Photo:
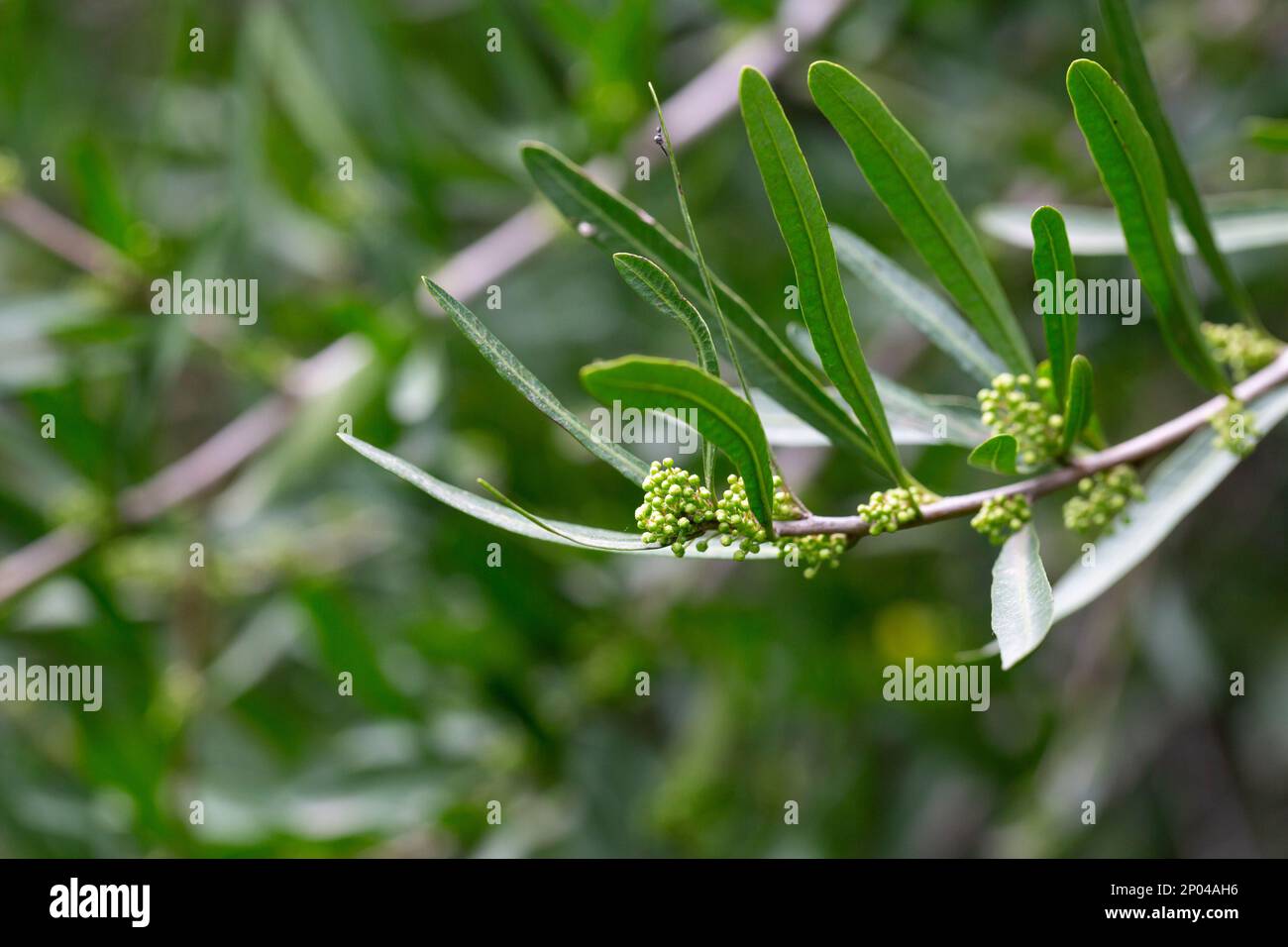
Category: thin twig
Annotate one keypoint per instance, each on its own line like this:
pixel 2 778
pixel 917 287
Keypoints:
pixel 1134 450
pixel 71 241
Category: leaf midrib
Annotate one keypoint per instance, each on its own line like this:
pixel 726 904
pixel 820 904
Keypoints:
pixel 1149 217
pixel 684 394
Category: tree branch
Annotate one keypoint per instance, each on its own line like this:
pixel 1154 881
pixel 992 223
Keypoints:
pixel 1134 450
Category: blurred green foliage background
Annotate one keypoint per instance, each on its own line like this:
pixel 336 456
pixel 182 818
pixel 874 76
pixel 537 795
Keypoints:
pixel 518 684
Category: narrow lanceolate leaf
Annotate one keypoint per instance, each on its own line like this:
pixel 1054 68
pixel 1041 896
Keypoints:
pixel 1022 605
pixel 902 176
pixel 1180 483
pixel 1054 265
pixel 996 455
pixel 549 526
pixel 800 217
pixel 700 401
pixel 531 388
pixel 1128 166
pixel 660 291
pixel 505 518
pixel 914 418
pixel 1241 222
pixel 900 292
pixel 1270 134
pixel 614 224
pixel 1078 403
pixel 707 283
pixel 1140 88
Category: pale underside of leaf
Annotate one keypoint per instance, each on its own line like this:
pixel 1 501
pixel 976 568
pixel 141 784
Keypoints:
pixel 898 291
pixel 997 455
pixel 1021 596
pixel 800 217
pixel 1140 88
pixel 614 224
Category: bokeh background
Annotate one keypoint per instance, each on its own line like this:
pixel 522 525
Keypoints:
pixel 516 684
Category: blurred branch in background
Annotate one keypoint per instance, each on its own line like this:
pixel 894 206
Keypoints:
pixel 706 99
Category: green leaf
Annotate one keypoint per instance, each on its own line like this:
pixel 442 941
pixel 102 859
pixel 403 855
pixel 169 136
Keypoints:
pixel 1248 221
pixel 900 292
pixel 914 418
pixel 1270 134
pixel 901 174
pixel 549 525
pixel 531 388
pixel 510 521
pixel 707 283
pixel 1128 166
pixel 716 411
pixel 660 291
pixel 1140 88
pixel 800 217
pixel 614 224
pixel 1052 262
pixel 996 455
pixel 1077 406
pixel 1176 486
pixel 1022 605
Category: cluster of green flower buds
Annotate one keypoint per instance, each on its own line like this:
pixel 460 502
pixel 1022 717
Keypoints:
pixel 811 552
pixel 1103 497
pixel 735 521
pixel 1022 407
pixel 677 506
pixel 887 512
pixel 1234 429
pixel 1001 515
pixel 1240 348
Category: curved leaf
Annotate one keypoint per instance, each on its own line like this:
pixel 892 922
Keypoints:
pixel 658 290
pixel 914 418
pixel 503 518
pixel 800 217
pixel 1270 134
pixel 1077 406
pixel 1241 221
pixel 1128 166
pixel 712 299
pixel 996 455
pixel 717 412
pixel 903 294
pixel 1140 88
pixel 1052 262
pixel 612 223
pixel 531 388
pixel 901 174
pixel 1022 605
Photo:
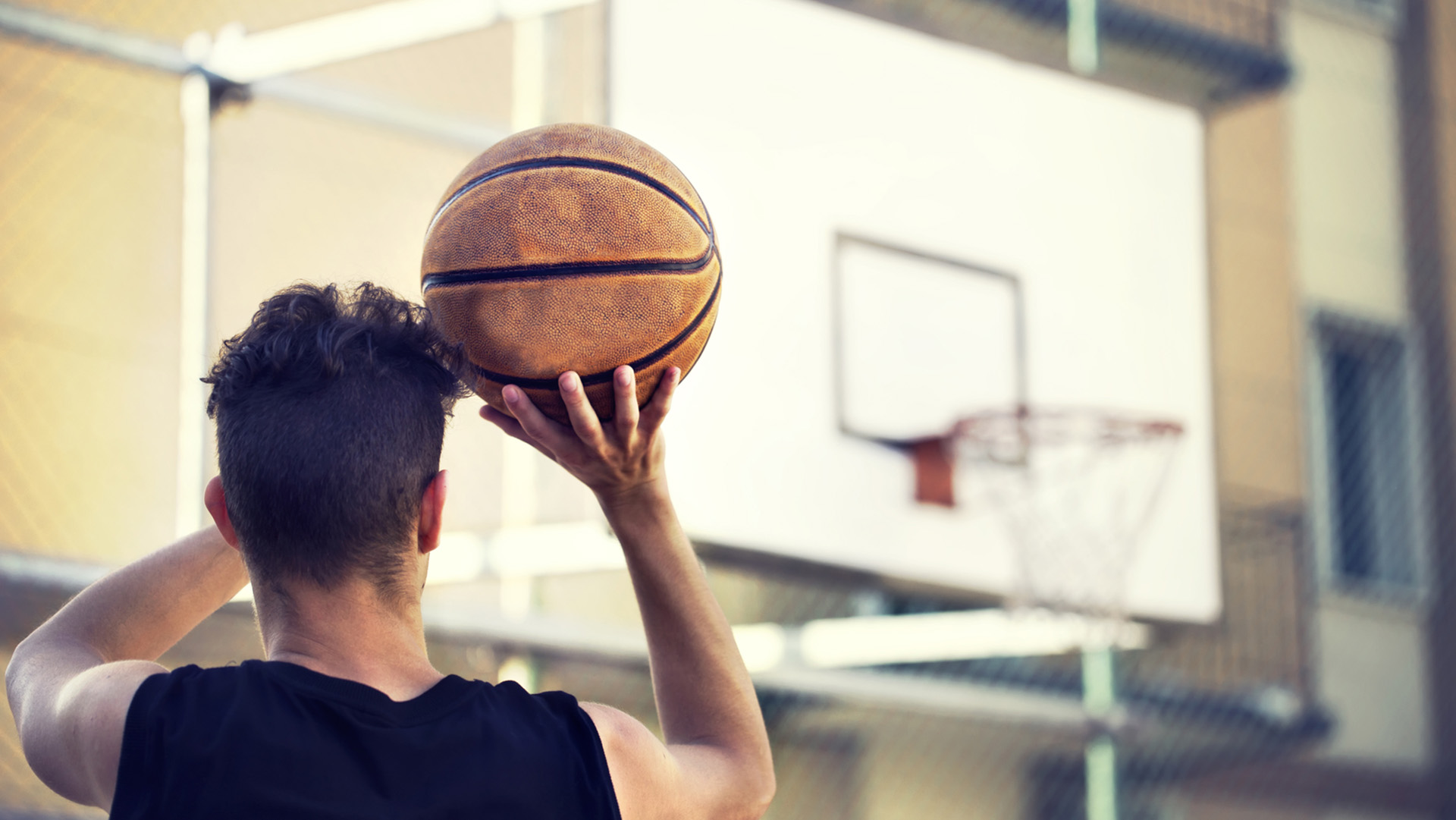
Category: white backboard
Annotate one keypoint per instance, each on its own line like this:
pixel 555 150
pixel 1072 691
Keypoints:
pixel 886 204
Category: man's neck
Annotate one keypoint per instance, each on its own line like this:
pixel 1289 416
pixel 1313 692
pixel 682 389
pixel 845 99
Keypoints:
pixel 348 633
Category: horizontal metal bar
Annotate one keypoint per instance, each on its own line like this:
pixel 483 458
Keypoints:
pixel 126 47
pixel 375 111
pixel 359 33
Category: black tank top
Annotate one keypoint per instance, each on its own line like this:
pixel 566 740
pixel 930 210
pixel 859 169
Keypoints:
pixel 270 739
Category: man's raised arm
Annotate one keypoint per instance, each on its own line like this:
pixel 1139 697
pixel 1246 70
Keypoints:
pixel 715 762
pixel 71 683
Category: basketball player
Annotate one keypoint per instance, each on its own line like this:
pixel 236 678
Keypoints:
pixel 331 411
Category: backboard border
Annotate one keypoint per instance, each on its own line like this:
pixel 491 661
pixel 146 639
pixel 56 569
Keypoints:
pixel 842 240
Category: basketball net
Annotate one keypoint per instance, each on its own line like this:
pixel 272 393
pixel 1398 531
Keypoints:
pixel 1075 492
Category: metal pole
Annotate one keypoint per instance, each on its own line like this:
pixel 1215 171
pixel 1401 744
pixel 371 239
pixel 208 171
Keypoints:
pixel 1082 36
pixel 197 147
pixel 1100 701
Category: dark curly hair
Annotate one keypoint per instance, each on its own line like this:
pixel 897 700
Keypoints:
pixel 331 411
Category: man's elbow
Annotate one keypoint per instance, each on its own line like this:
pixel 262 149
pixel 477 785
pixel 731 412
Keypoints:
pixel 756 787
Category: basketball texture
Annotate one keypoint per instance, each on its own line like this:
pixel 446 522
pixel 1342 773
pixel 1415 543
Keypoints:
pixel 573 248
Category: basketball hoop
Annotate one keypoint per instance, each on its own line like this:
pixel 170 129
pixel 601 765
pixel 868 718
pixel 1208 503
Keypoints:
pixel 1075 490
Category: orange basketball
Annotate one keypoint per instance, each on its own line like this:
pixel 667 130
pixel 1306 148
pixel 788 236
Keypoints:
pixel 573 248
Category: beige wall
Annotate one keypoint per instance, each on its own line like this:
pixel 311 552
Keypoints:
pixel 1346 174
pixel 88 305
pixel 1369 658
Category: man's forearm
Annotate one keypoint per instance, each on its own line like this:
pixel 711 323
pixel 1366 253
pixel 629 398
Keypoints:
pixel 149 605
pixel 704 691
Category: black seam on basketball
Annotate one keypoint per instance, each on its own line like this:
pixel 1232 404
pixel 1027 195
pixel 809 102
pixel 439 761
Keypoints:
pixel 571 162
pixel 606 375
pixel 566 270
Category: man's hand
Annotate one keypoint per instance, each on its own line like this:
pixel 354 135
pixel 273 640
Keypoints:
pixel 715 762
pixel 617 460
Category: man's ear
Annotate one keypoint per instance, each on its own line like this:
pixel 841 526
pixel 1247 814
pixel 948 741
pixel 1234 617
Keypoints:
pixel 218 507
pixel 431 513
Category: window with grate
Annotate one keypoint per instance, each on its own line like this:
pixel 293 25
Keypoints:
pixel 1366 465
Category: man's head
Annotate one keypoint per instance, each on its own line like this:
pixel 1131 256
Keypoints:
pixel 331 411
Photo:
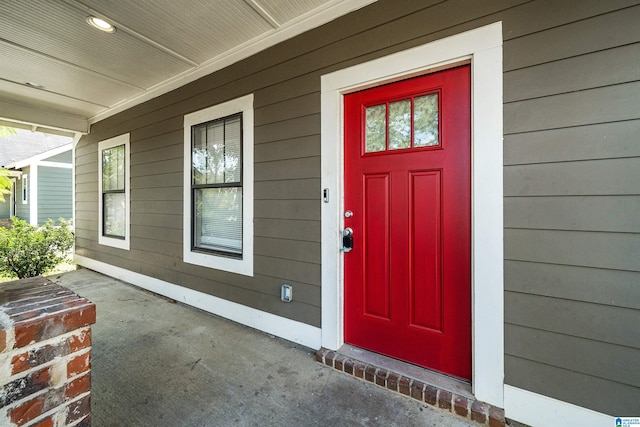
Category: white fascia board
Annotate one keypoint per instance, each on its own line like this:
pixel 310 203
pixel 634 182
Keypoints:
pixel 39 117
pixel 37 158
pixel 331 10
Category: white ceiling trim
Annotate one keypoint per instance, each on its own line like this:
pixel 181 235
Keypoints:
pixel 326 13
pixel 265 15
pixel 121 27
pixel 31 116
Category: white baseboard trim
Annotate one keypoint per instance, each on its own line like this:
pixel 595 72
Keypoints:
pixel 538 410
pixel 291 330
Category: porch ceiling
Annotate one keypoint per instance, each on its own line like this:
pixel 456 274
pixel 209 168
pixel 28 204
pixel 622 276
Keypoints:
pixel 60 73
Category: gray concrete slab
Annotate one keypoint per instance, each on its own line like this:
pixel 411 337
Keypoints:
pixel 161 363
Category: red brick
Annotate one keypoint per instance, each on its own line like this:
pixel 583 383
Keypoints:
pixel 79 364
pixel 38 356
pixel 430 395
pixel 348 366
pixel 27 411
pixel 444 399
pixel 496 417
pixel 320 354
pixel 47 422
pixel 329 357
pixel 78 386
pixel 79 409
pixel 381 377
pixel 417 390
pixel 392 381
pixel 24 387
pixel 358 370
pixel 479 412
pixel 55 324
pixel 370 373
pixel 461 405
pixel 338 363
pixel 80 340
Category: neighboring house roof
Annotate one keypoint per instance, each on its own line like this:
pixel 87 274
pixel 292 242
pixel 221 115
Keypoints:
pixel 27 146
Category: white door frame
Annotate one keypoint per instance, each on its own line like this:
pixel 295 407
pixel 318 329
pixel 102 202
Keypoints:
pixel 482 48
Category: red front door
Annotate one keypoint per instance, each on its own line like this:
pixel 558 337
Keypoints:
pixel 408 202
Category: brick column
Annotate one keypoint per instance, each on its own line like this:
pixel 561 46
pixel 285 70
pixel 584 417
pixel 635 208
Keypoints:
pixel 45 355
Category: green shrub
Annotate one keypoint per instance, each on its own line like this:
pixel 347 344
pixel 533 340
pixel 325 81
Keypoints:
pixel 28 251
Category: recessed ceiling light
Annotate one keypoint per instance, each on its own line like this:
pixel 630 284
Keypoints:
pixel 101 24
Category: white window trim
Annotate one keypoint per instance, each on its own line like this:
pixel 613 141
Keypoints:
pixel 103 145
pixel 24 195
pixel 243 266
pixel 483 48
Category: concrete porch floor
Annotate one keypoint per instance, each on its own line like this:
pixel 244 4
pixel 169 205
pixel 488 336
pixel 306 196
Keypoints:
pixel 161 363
____________
Your task :: Go back to the listing above. Copy word for word the lines from the one with "pixel 1072 691" through the one with "Category: man's raised arm", and nothing more.

Exercise response ::
pixel 1072 691
Keypoints:
pixel 886 204
Category: man's neck
Annotate one keypoint per instance, each on its own line like this:
pixel 1289 416
pixel 1313 692
pixel 682 389
pixel 845 99
Keypoints:
pixel 348 633
Category: horizontal metal bar
Annotate one keypoint per instance, each on its own line like this:
pixel 483 458
Keypoints:
pixel 126 47
pixel 375 111
pixel 359 33
Category: black tank top
Annotate one keypoint per instance, each on its own line like this:
pixel 566 740
pixel 930 210
pixel 859 169
Keypoints:
pixel 270 739
Category: man's raised arm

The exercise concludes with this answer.